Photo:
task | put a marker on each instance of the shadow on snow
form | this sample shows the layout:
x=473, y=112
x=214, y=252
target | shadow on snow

WORK TO BE COMPLETED:
Rewrite the listing above with "sand" in place of each occurrence of "snow", leaving everything else the same.

RESPONSE FOR THIS EXERCISE:
Photo:
task | put a marker on each instance of the shadow on sand
form | this sample shows the layout:
x=473, y=112
x=214, y=252
target | shadow on sand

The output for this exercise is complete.